# start of Document excerpt

It looks like it been renamed to ,, (i.e. two commas) from the text you copy and pasted. 

Use cd to change to the correct directory and then issue following command changing whatever to the name of the folder. 

mv ,, whatever

I do not know if there is a specific rename command in Linux I have always used to mv (move) command for this purpose.


----------



## Ian_m (Jan 9, 2001)

pmk said:


> It looks like it been renamed to ,, (i.e. two commas) from the text you copy and pasted.


Well spotted. When the mv'ed directory wasn't there, late last night, assumed it was "..". Obviously trying to re'mv it produces errors ie

mv .. logos

Where as

mv ,, logos

worked fine. Ta.


----------



## Paul555 (Mar 20, 2004)

aerialplug said:


> My guide (see sig file) is probably worth looking at.
> 
> The answer is yes and no, but mostly no.
> 
> ...


Thanks for that. Probably not worth the effort then. What's the chance of TiVO doing this themselves on a software download as some channels have logos (out of date)

I'm guessing probably zero but if enough people ask for it maybe?

# end of Document excerpt
# start of Records

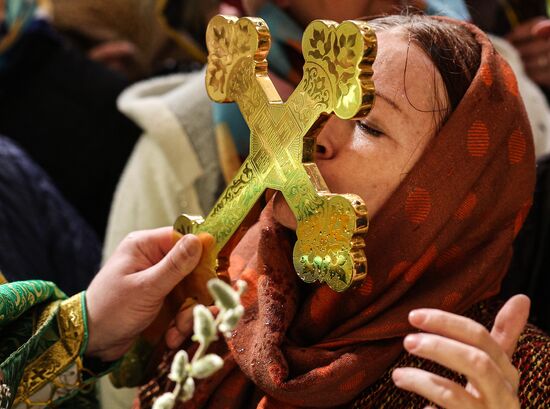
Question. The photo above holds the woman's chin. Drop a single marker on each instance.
(282, 213)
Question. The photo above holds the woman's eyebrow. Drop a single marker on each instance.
(389, 101)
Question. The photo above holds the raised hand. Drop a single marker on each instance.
(128, 292)
(465, 346)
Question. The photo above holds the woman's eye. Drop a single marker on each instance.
(367, 129)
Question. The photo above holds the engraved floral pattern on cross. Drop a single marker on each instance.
(337, 80)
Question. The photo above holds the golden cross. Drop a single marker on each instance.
(337, 79)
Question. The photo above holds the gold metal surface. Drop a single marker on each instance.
(337, 80)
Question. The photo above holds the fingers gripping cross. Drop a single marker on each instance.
(337, 79)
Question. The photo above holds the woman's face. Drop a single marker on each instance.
(371, 157)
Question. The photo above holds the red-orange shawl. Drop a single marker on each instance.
(443, 240)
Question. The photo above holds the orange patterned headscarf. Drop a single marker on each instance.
(443, 240)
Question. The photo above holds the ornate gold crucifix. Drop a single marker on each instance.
(331, 227)
(337, 79)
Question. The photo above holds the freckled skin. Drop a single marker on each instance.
(351, 158)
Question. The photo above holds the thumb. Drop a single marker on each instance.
(510, 322)
(176, 265)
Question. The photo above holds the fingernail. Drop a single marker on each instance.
(417, 317)
(411, 342)
(396, 376)
(190, 244)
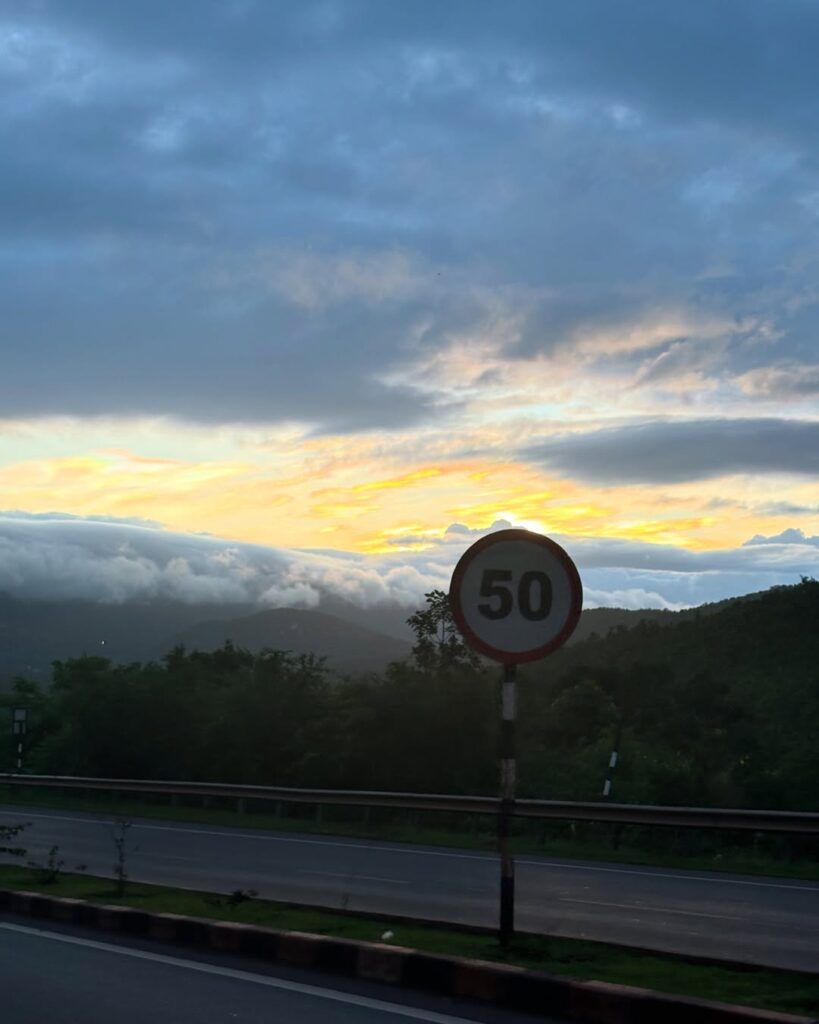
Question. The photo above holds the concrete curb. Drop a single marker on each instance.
(501, 985)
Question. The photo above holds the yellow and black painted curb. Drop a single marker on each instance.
(501, 985)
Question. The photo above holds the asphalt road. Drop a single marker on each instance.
(67, 976)
(758, 921)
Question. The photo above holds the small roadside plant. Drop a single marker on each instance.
(8, 837)
(49, 872)
(120, 836)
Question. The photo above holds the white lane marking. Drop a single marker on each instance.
(661, 875)
(257, 979)
(486, 858)
(654, 909)
(352, 877)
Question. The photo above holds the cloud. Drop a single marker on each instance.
(59, 558)
(662, 452)
(266, 213)
(790, 381)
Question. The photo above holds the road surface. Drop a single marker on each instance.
(66, 976)
(760, 921)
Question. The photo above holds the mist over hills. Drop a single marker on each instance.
(352, 638)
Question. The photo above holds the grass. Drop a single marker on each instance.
(762, 987)
(587, 842)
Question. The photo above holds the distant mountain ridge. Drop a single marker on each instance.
(347, 646)
(33, 634)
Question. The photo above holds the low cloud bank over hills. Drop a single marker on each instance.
(61, 557)
(130, 590)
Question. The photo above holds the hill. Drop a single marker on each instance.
(347, 647)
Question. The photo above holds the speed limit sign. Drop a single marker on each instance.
(516, 596)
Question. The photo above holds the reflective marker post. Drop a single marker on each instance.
(509, 700)
(515, 597)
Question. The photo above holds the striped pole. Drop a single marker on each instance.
(509, 699)
(612, 761)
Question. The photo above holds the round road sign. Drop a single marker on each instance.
(516, 596)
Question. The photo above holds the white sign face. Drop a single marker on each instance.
(516, 596)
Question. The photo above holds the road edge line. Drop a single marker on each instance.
(498, 984)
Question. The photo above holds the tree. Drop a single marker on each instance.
(438, 644)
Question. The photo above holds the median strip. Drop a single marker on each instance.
(582, 981)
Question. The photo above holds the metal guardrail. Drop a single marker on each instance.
(806, 822)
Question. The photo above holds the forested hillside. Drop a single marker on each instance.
(721, 709)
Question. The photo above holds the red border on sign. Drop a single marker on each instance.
(474, 641)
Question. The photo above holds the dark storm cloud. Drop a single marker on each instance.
(605, 160)
(666, 453)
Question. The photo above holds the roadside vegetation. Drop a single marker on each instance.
(782, 990)
(717, 710)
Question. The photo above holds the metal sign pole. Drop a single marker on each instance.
(509, 699)
(515, 596)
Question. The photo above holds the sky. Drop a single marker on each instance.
(304, 297)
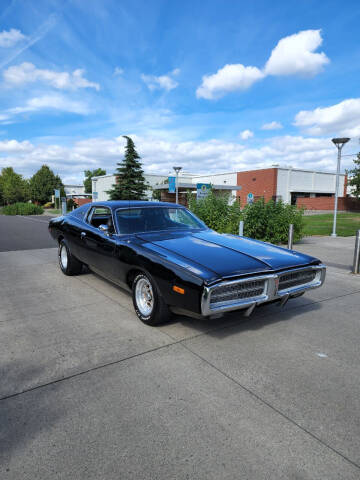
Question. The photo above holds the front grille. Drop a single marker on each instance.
(295, 279)
(237, 291)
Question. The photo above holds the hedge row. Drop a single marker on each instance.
(22, 209)
(267, 221)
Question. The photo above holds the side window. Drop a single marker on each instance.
(100, 216)
(179, 215)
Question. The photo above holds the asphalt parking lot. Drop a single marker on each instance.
(24, 232)
(89, 392)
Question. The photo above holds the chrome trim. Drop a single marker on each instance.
(270, 293)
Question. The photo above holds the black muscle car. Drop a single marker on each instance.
(172, 262)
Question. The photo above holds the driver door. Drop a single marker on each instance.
(98, 247)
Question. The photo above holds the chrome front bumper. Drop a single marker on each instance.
(270, 292)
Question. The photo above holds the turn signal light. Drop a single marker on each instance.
(178, 290)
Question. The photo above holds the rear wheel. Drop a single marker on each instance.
(148, 302)
(69, 265)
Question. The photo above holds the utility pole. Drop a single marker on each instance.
(339, 143)
(177, 170)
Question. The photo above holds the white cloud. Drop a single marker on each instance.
(165, 82)
(52, 102)
(159, 155)
(292, 55)
(272, 126)
(295, 55)
(340, 119)
(18, 75)
(118, 71)
(228, 79)
(9, 38)
(13, 146)
(245, 134)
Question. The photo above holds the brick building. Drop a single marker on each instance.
(288, 184)
(313, 189)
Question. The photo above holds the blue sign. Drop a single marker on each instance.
(202, 190)
(172, 184)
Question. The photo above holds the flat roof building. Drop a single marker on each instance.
(285, 183)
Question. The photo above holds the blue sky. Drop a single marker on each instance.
(214, 85)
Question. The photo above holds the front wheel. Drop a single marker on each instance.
(148, 302)
(68, 263)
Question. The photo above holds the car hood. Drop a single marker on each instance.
(225, 255)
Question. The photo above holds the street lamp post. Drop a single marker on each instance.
(177, 170)
(339, 143)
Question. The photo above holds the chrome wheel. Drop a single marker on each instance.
(63, 257)
(144, 297)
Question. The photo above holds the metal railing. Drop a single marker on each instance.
(356, 263)
(291, 236)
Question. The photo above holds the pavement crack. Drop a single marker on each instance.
(269, 405)
(89, 370)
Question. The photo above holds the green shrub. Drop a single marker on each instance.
(270, 221)
(215, 211)
(22, 209)
(70, 205)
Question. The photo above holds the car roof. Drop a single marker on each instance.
(133, 203)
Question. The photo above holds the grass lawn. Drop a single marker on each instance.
(347, 224)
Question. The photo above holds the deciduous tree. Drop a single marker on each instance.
(354, 177)
(13, 187)
(43, 183)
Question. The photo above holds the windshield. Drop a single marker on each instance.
(135, 220)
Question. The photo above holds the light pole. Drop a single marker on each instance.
(339, 143)
(177, 170)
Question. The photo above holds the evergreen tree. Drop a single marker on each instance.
(88, 176)
(130, 182)
(354, 177)
(43, 183)
(13, 187)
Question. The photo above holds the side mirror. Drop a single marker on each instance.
(104, 229)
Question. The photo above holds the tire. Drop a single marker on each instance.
(148, 303)
(69, 265)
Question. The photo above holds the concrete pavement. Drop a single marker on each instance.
(88, 392)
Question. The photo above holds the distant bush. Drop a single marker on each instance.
(270, 221)
(215, 211)
(22, 209)
(70, 205)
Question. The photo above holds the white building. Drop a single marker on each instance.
(277, 182)
(74, 190)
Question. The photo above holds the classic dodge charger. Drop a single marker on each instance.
(172, 262)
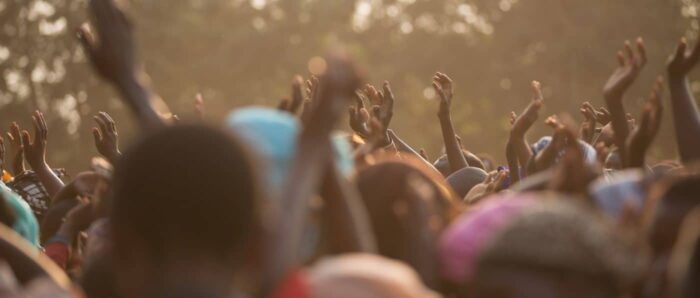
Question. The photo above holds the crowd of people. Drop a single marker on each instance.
(278, 203)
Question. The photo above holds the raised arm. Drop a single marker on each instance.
(15, 138)
(686, 122)
(521, 124)
(443, 87)
(114, 58)
(345, 214)
(35, 153)
(313, 154)
(106, 137)
(615, 88)
(643, 135)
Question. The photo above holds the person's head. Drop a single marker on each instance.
(183, 195)
(554, 249)
(465, 179)
(396, 215)
(442, 165)
(365, 275)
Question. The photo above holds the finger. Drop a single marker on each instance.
(110, 122)
(364, 115)
(537, 90)
(680, 50)
(37, 127)
(97, 136)
(297, 94)
(25, 139)
(628, 51)
(377, 112)
(14, 130)
(101, 122)
(423, 154)
(621, 59)
(86, 39)
(42, 122)
(388, 94)
(439, 91)
(283, 105)
(641, 49)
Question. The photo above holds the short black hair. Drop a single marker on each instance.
(186, 190)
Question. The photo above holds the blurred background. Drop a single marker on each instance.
(245, 52)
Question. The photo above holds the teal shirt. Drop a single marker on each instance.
(25, 223)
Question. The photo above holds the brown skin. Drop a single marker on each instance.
(630, 66)
(308, 168)
(444, 88)
(35, 154)
(115, 60)
(643, 135)
(521, 124)
(106, 137)
(15, 139)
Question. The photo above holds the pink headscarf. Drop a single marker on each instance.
(462, 241)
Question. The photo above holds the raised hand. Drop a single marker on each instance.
(572, 174)
(313, 155)
(587, 130)
(443, 87)
(603, 116)
(15, 139)
(199, 106)
(643, 135)
(113, 55)
(35, 151)
(106, 137)
(630, 65)
(622, 78)
(521, 124)
(35, 154)
(359, 117)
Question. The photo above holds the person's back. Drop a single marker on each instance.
(183, 210)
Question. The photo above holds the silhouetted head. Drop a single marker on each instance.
(554, 250)
(442, 165)
(183, 196)
(393, 207)
(465, 179)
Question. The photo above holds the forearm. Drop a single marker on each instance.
(345, 215)
(685, 119)
(521, 149)
(619, 124)
(454, 153)
(513, 167)
(303, 181)
(138, 98)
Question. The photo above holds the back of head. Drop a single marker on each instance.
(442, 165)
(365, 275)
(555, 249)
(184, 192)
(463, 180)
(384, 188)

# end of Records

What you will do ▸ Write what comes next in the forum thread above about renaming a folder with mv and adding TiVo channel logos, starting after its final sentence.

Result ▸
----------



## pmk (Jan 1, 2002)

Simon, are you planning an update that includes CITV? TIA.


----------



## SimonMallion (May 10, 2004)

Hi pmk,
You can try the attached logos, but I haven't tested them on a real TiVo yet.


----------



## pmk (Jan 1, 2002)

Thanks these look good but for whatever reason TiVoWeb is refusing to let me associate logos for three channels CITV being one of them. I have tried rebooting but it makes no difference.


----------



## SimonMallion (May 10, 2004)

I think they should be renamed to: CHITV-s1-p1.png and CHITV-s2-p2.png, I had the same trouble too!!


----------



## pmk (Jan 1, 2002)

Simon, any chance of a Film4 logo? TIA.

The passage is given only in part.